▶ INSTRUCTIONS TO FOLLOW
Reproduce each of the following entries word for word.

▶ EXERCISE MATERIAL
○ ○ ○ ○ ○ ○ ○

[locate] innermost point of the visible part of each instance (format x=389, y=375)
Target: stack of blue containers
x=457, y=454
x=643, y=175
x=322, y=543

○ ○ ○ ○ ○ ○ ○

▶ EXERCISE OUTPUT
[locate] innermost point of the visible part of each instance (format x=389, y=375)
Target: stack of blue containers
x=457, y=454
x=643, y=175
x=322, y=543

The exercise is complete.